**Task input**.

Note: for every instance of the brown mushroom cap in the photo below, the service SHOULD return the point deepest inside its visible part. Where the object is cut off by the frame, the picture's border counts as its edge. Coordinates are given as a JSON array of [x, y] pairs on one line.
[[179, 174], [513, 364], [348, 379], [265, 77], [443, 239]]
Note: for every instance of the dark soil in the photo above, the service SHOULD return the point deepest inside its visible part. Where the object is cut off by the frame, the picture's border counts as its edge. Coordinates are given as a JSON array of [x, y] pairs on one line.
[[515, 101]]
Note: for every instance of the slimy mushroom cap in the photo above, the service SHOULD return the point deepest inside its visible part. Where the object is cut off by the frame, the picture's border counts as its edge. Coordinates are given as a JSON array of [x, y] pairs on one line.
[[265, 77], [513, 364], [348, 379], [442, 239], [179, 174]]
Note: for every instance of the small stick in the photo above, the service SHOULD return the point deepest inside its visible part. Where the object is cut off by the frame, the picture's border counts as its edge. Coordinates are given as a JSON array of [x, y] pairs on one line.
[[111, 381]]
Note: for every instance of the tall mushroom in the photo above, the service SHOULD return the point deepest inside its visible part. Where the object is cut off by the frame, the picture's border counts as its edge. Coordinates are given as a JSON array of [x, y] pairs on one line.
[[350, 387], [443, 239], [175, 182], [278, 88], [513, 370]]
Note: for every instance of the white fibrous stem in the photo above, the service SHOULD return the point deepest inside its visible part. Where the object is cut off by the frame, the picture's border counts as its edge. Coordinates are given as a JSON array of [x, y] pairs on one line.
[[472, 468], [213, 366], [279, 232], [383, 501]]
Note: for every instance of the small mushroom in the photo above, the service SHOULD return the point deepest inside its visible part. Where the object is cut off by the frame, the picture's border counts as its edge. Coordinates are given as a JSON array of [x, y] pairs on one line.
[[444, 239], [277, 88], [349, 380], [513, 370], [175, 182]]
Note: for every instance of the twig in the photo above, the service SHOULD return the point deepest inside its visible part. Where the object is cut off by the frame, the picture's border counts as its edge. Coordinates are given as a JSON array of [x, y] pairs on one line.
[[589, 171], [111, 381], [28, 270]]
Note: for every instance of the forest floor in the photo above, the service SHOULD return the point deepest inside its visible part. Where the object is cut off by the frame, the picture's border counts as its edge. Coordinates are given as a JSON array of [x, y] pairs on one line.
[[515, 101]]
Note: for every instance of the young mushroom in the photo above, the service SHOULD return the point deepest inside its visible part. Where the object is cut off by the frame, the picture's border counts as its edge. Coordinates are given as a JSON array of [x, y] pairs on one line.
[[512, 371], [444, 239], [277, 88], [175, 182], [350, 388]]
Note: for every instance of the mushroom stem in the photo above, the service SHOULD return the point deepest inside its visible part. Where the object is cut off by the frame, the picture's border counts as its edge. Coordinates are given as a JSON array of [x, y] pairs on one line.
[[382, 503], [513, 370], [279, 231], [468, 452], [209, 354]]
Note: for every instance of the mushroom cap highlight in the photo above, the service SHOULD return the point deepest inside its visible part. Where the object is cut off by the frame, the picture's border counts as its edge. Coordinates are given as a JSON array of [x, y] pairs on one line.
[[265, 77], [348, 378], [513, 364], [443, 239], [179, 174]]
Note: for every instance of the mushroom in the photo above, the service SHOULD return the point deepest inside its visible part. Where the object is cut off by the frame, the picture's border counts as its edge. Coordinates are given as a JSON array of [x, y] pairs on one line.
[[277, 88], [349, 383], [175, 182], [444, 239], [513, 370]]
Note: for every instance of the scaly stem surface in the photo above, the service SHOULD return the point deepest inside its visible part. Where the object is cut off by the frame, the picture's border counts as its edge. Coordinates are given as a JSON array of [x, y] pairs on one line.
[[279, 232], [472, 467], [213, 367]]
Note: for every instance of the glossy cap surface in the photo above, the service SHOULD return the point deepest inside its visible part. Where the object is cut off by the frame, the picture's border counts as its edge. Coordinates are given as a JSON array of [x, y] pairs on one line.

**Goal of the exercise**. Please rewrite all the lines above, putting "MUST" wherever "SHOULD" appears and keeping everything else the same.

**Written answer**.
Note: for every instance of the brown mushroom cap in the photo below, the service MUST return the point deepest inside its visible part. Where the object is cut off by the frame, the picture's border counts as its edge. Coordinates are given as a JSON array of [x, y] pairs on one line.
[[179, 174], [513, 364], [348, 379], [265, 77], [443, 239]]
Note: for every instance of the dark soil in the photo above, the service MUST return the point deepest inside its visible part. Where the object is cut off by the frame, the picture's border counts as its edge. Coordinates are given as a JSON array of [x, y] pairs on one line.
[[515, 101]]
Note: for every instance of the slimy mushroom cap in the photo above, the service MUST return the point deepest inside its visible part. Where the object is cut off by the frame, the picture's border counts as its edge. Coordinates are given as a JSON array of [x, y] pairs on one line.
[[265, 77], [513, 364], [348, 379], [442, 239], [179, 174]]
Note: for every instance of the small stick in the photo above, the service MUST return the point deepest inside its visible part. Where the object is cut off by the frame, the picture's border counts as its edge. Coordinates are given as a JSON array of [x, y] pairs on one line.
[[111, 381]]
Note: for every instance of the tall mushroom in the photo above, the service MUST return the point deepest inside its visible part. Where the object is cut off by the frame, the picture's border counts as its edge. Coordinates are given as a JSON array of [x, y] pairs on one line.
[[350, 387], [443, 239], [175, 182], [278, 88], [513, 370]]
Note: for every instance of the white fibrous stem in the photo above, the service MUST return the point deepest inside its visible part. Where the object is cut off by the frame, the picture's border counts as its edge. Coordinates are given as a JSON array of [x, y] pairs on one line.
[[472, 468], [213, 366], [279, 232], [383, 501]]
Note: for every instance of the small mushroom in the photo above, the service MUST return the point deepest inside its visible part. Where the object is cut off by the frame, the picture's border counts as its edge. Coordinates are given as a JSON array of [x, y] pairs on one line.
[[444, 239], [277, 88], [349, 380], [513, 370], [175, 182]]
Note: for every instance of the twig in the photo above, the service MUST return the point deepest inside its visible part. Where the object is cut off by the frame, the picture's border counts as its edge. Coordinates are given as a JSON array of [x, y] pairs on one line.
[[589, 171], [111, 381], [28, 270]]
Note: for every instance of the forest floor in the photo above, the service MUST return the point deepest inside its visible part. Where the object is cut off by the frame, the picture's border counts as its edge. Coordinates are given as a JSON array of [x, y] pairs on one line.
[[515, 101]]
Note: for every instance of the young mushroom in the photo above, the service MUST return the point deepest inside its visible part. Where the object is cut off by the frame, the picture's border counts as its edge. Coordinates are given as a JSON array of [x, y] pairs on one line.
[[512, 371], [444, 239], [277, 88], [175, 182], [350, 388]]
Note: for every instance of the mushroom stem in the photo above, the service MUST return the point deepest inside its visible part. Where the object is cut off by the frame, the picture's border counts as its edge. Coordinates are given as a JSON array of [x, y] pairs on one line.
[[382, 503], [513, 370], [279, 231], [468, 452], [209, 354]]
Note: for every instance of the mushroom cap highlight in the photo above, the service MUST return the point deepest inside its visible part. Where the object is cut off by the frame, the picture's border counts as its edge. Coordinates are given as a JSON array of [x, y] pairs on one line.
[[265, 77], [348, 378], [513, 364], [443, 239], [179, 174]]
Note: for every instance of the mushroom in the photo above, the service MUST return the point deepest inside its visible part. Where the object is cut off by the frame, the picture's border counts as its edge. Coordinates are given as a JSON array of [x, y] pairs on one line.
[[277, 88], [349, 383], [175, 182], [444, 239], [513, 370]]
Note: for every instance of the scaly stem surface in the photo above, the service MUST return the point deepest inside its visible part. Where the object is cut off by the frame, the picture's border counts as its edge. Coordinates are given as a JSON array of [x, y] pairs on one line.
[[279, 232], [472, 467], [213, 367]]
Note: for every instance of the glossy cap surface in the photo above, the service MUST return the point deepest inside its visible part. Where the object is cut off by the frame, the picture's border counts as its edge. Coordinates are given as a JSON array of [x, y] pairs on one line.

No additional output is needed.